## TEXTE
* * *

Deux de mes livres ont été écrits avec de tels instruments, puis envoyés à des amis ou à des éditeurs pour les faire taper.
Les ordinateurs n’ont pas encore fait leur entrée dans le monde carcéral (ou, tout du moins, pas en Pennsylvanie). Je suis souvent amusé de recevoir des lettres de personnes bien intentionnées qui me donnent spontanément leur adresse de courriel ou de site Web. J’en conclus qu’elles pensent que je dispose, là, dans ma cellule, d’un ordinateur personnel, ou que cette prison propose aux détenus des points d’accès à l’Internet. Pas du tout.
Ici, il n’y a ni ordinateurs, ni I-pod, ni CD, ni cassettes (l’ironie est que l’on peut acheter des lecteurs de cassette à l’intendance ! ). Nous ne sommes guère que des dinosaures qui vivons dans un autre temps, figés dans une ère où nous faisons « sans ».

* * *

Données de pointage de régions
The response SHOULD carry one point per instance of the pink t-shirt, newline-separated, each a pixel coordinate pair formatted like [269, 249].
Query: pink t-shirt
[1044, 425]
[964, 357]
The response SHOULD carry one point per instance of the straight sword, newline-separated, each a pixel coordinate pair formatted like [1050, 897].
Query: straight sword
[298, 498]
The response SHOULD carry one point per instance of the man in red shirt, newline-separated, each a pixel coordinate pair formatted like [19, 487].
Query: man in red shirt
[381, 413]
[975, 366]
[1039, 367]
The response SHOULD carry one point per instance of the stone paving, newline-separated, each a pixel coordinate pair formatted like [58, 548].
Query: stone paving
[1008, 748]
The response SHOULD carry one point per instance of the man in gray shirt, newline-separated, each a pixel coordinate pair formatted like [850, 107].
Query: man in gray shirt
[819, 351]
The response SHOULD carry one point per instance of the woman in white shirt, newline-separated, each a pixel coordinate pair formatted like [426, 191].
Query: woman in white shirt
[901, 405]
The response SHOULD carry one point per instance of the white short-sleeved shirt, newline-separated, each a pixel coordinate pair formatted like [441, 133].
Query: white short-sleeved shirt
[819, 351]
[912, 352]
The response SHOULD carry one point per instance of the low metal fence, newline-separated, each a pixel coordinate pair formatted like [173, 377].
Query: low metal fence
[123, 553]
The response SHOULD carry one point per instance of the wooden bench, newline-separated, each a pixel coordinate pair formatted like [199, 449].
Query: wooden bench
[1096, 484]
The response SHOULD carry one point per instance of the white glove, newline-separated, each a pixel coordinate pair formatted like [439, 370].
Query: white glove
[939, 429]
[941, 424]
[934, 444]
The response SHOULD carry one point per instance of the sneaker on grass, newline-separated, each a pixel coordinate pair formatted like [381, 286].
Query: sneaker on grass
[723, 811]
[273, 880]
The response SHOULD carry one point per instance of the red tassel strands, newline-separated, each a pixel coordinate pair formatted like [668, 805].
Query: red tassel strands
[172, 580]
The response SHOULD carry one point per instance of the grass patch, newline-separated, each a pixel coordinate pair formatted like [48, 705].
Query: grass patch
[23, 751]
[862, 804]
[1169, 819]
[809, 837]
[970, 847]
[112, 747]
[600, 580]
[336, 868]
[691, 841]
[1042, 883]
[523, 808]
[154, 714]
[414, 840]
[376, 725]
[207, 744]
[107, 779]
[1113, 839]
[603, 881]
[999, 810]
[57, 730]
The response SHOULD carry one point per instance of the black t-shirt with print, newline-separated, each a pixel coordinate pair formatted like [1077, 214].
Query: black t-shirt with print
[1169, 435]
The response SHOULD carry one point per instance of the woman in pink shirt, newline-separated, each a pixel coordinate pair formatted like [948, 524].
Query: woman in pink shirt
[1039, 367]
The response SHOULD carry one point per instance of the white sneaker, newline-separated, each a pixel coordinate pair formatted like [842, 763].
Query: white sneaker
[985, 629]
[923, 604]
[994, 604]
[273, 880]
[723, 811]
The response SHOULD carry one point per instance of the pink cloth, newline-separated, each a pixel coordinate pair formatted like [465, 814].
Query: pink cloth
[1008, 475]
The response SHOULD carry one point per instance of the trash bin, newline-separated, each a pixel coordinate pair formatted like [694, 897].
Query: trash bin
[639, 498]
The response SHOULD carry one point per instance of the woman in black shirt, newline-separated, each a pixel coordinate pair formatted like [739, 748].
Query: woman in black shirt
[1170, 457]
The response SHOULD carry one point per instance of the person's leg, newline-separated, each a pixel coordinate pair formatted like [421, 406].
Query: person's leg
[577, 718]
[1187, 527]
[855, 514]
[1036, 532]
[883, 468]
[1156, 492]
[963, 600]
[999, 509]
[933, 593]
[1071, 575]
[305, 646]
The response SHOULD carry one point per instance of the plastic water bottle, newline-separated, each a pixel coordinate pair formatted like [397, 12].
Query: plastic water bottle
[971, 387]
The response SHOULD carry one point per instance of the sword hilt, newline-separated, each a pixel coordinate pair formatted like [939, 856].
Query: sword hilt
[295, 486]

* * *

## VOTRE TÂCHE
Veuillez dire si chaque affirmation ci-dessous concorde avec le texte sur la vie en prison, en répondant oui ou non et en citant mot pour mot les termes décisifs du texte.
1. Les ordinateurs sont présents dans les prisons de Pennsylvanie.
2. On peut acheter des lecteurs de cassette à l’intendance.
3. La prison offre aux détenus des points d’accès à l’Internet.

## TÂCHE ACCOMPLIE
1. Non : « Les ordinateurs n’ont pas encore fait leur entrée dans le monde carcéral (ou, tout du moins, pas en Pennsylvanie). »
2. Oui : « l’on peut acheter des lecteurs de cassette à l’intendance »
3. Non : « ou que cette prison propose aux détenus des points d’accès à l’Internet. Pas du tout. »